§ **Text to read**:
((
No role can delete or edit without a formal legal hold workflow. Enforce with DB permissions; never rely on application code alone.
Immutability via hash chaining
Each row stores prev_hash, a hash of the previous row, and hash, a hash over its own content plus prev_hash. A daily job publishes the most recent hash to a tamper-evident log (internal trust store or a public append-only log). Any edit breaks the chain.
hash = sha256(
prev_hash || ts || actor_id || agent_id || event_type ||
jsonb_canonical(inputs) || jsonb_canonical(outputs) || decision
)
Querying for investigations
The three most common queries:
- "Show everything agent X did for user Y between dates" —
actor_id + session_id + ts range. - "Show every side-effect event that was not approved" —
event_type = 'tool_call' AND decision IS NULL AND tool IN side_effect_set. - "Show error bursts" —
event_type = 'error'bucketed by minute.
Redaction policy
You cannot log raw PII indefinitely. Apply a redaction policy at write time:
- Mask email addresses, phone numbers, credit cards in
inputs/outputs. - Store the original hash separately to answer integrity questions without exposing content.
- Keep a small redaction-allowed copy for the DPO-authorised investigation flow.
Common mistakes
- Logging prompts verbatim (bloat, PII exposure).
- Forgetting to log tool results (you cannot reconstruct the decision).
- Using app-level delete for retention (always cascade from DB-level policy).
- No chain (auditor assumes you tampered; prove you did not).
))
§ **Items**:
((
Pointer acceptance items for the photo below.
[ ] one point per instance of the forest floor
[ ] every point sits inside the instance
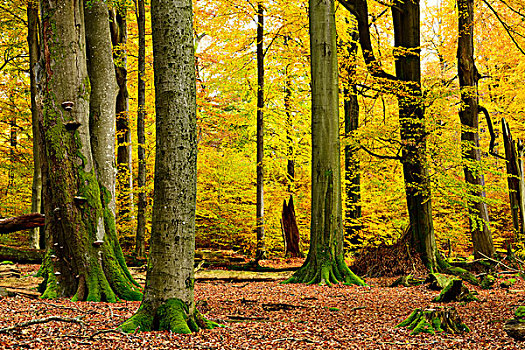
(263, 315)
))
((
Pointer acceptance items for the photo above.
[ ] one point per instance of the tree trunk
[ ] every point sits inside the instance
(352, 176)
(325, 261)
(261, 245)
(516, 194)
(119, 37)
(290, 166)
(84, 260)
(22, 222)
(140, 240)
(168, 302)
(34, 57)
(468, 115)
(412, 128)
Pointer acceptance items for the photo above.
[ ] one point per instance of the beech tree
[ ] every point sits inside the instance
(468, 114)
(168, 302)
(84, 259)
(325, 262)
))
§ **Task to carry out**:
Rewrite the audit-logging text starting with "Querying for investigations" and going on through "(bloat, PII exposure).", replacing "verbatim" with "in full". Answer from the audit-logging text alone.

§ **Exercise answer**:
Querying for investigations
The three most common queries:
- "Show everything agent X did for user Y between dates" —
actor_id + session_id + ts range. - "Show every side-effect event that was not approved" —
event_type = 'tool_call' AND decision IS NULL AND tool IN side_effect_set. - "Show error bursts" —
event_type = 'error'bucketed by minute.
Redaction policy
You cannot log raw PII indefinitely. Apply a redaction policy at write time:
- Mask email addresses, phone numbers, credit cards in
inputs/outputs. - Store the original hash separately to answer integrity questions without exposing content.
- Keep a small redaction-allowed copy for the DPO-authorised investigation flow.
Common mistakes
- Logging prompts in full (bloat, PII exposure).